### AVAILABLE DATA ###
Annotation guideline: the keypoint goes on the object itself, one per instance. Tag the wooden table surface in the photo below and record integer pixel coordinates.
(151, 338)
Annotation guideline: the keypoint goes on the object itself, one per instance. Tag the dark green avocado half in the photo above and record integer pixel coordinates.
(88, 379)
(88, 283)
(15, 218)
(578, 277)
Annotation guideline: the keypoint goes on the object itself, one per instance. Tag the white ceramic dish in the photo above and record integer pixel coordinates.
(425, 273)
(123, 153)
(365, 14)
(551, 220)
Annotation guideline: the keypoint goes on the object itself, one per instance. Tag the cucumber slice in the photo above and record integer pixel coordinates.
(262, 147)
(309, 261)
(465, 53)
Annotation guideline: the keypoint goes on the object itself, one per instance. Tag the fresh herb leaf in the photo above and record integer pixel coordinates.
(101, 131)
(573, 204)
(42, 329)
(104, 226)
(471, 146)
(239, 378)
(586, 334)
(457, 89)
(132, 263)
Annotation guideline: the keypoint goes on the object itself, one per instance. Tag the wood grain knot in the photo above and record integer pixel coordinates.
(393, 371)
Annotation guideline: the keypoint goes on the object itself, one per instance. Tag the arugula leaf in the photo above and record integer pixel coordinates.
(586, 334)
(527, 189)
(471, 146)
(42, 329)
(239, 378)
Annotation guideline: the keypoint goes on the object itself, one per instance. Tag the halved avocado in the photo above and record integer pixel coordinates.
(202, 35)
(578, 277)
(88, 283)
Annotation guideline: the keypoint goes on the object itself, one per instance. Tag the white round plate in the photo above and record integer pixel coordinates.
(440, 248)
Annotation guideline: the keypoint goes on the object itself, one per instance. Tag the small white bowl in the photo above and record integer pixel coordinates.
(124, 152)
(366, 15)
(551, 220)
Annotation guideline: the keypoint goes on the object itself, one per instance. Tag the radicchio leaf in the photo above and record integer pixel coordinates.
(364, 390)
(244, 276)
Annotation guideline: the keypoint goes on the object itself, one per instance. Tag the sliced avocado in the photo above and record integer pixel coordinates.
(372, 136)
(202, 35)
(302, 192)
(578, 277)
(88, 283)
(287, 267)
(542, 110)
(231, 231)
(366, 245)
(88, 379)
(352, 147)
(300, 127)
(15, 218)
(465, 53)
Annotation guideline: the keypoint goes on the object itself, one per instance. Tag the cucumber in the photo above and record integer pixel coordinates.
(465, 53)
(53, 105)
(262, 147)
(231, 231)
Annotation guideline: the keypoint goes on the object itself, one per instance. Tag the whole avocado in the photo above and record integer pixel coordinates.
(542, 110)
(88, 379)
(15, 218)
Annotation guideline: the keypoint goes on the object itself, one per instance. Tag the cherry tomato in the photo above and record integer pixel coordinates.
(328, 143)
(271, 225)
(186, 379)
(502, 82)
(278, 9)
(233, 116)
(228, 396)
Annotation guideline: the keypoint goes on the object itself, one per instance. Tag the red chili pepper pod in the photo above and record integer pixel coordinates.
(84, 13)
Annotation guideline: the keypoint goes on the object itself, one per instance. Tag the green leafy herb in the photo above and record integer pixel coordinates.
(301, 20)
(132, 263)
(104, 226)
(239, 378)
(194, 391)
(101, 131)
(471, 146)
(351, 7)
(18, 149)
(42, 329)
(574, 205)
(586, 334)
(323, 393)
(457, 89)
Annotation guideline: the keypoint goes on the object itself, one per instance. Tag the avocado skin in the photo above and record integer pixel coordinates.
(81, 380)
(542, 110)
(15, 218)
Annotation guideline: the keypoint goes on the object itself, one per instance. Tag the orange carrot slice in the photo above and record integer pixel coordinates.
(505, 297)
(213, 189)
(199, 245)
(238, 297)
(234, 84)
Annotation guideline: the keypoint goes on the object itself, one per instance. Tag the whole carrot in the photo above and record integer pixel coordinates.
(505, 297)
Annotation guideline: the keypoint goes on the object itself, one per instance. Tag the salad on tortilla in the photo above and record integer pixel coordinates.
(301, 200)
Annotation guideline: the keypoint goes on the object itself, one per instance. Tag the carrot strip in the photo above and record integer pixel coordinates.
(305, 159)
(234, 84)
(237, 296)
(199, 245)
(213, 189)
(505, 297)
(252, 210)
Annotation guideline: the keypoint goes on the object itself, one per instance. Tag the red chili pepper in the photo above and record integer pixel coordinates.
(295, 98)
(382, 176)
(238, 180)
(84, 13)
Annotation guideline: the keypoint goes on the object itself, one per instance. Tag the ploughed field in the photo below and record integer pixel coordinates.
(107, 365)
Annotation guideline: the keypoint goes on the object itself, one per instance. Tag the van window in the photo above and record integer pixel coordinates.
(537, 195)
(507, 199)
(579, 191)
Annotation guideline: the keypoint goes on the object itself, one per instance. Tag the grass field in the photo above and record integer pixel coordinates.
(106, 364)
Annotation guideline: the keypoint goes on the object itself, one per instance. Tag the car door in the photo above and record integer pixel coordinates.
###
### WHAT TO WORK ON
Your task is to return the full listing exactly as it was given.

### ANSWER TO THE TASK
Annotation guideline: the keypoint goes on the object itself, one per instance. Tag the wooden table surface in the photo below and record integer pixel coordinates.
(151, 338)
Annotation guideline: the keypoint goes on the object itself, one per instance. Tag the dark green avocado half in the photo above and record integer pixel coordinates.
(88, 379)
(88, 283)
(15, 218)
(578, 277)
Annotation guideline: the keypoint goes on the object itself, one per instance. Tag the white ceramic dish in the photo above and record integer pixel coordinates.
(425, 273)
(123, 153)
(365, 14)
(551, 220)
Annotation guideline: the keypoint goes on the object itself, one per instance. Tag the cucumber slice in the photo above and record integer pixel coordinates.
(262, 147)
(309, 261)
(465, 53)
Annotation guideline: the keypoint goes on the object itself, one per instance. Tag the fresh herb leaf in the photo above and record integer pixel coordinates.
(101, 131)
(573, 204)
(42, 329)
(104, 226)
(471, 146)
(239, 378)
(586, 334)
(457, 89)
(132, 263)
Annotation guideline: the keypoint goes on the object itself, one per instance. Tag the wood grain knot in the photo above and record integer pixel coordinates.
(393, 371)
Annotation guideline: the keypoint goes on the object itself, one per instance. Tag the arugula leaf in the photo above and record integer pixel coordinates.
(586, 334)
(527, 189)
(471, 146)
(42, 329)
(239, 378)
Annotation guideline: the keypoint goes on the object itself, one per instance. Tag the halved avocado in the photo above and record integer pixel coordinates.
(202, 35)
(578, 277)
(88, 283)
Annotation guideline: the keypoint goes on the object itself, one per instance. Tag the white round plate in the photo above and record integer pixel coordinates.
(440, 248)
Annotation guideline: the keypoint goes on the object itself, one per instance. Tag the small white bowl in the photo above and record integer pixel coordinates.
(124, 152)
(366, 15)
(551, 220)
Annotation guideline: the keypoint goes on the object itself, one per instance. Tag the radicchio leaf in the photo above and record integer pixel coordinates.
(364, 390)
(244, 276)
Annotation guideline: the keypoint goes on the object itself, one per instance. Tag the sliced avocado in the photo above and record integer pixel coordinates.
(372, 136)
(202, 35)
(302, 192)
(578, 277)
(88, 283)
(287, 267)
(542, 110)
(231, 231)
(366, 245)
(88, 379)
(352, 147)
(300, 127)
(15, 218)
(465, 53)
Annotation guideline: the keypoint goes on the object itself, one per instance. Tag the cucumber in the photo above and record integer pixel coordinates.
(465, 53)
(53, 105)
(262, 147)
(231, 231)
Annotation guideline: the keypoint goes on the object itself, one per instance. Tag the whole avocado in the photo above and record integer pixel coordinates.
(542, 110)
(88, 379)
(15, 218)
Annotation guideline: the keypoint goes on the object itself, one per instance. Tag the cherry tomato in the photo above and record integer pixel coordinates.
(328, 143)
(271, 225)
(186, 379)
(502, 82)
(278, 9)
(233, 116)
(228, 396)
Annotation guideline: the keypoint goes on the object itself, one per instance. Tag the red chili pepper pod in the photo above and record integer pixel coordinates.
(84, 13)
Annotation guideline: the keypoint goes on the object itself, one per instance. Tag the green leafy herb in the photo above and record integer pixel coordinates.
(301, 20)
(132, 263)
(104, 226)
(239, 378)
(194, 391)
(101, 131)
(471, 146)
(351, 7)
(18, 149)
(42, 329)
(574, 205)
(586, 334)
(323, 393)
(457, 89)
Annotation guideline: the keypoint goes on the object itself, one per instance. Tag the avocado skin in the photo above and record integer pixel coordinates.
(81, 380)
(542, 110)
(15, 218)
Annotation guideline: the keypoint goes on the object itself, one per instance. Tag the orange carrot slice in the photo above and record integer pixel coordinates.
(505, 297)
(213, 189)
(199, 245)
(238, 297)
(234, 84)
Annotation guideline: the keypoint goes on the object itself, one per instance. Tag the whole carrot in the photo above and record integer pixel coordinates.
(505, 297)
Annotation guideline: the keypoint goes on the object itself, one per instance. Tag the salad on tortilla in the photo above and record integer pixel coordinates.
(301, 200)
Annotation guideline: the keypoint goes on the object itself, one per instance. Tag the carrot strip in the photo above and record integer pixel coordinates.
(305, 159)
(234, 84)
(237, 296)
(199, 245)
(213, 189)
(505, 297)
(252, 210)
Annotation guideline: the keypoint goes on the object itself, one per instance. Tag the red chili pepper in the photo above and record integer pixel coordinates.
(295, 98)
(382, 176)
(238, 180)
(84, 13)
Annotation guideline: the keypoint goes on the object itself, one per instance. Tag the ploughed field in the photo below and record integer pixel coordinates.
(107, 365)
Annotation guideline: the keypoint goes on the object itself, one per instance. Tag the van window in the photo above and record integer pixel coordinates.
(537, 195)
(507, 199)
(579, 191)
Annotation guideline: the keypoint goes on the object itself, one per instance. Tag the grass field in the photo above and record integer pixel coordinates.
(106, 364)
Annotation guideline: the keypoint goes on the object itself, one per instance. Tag the car door in the photo above and record integer pixel coordinates.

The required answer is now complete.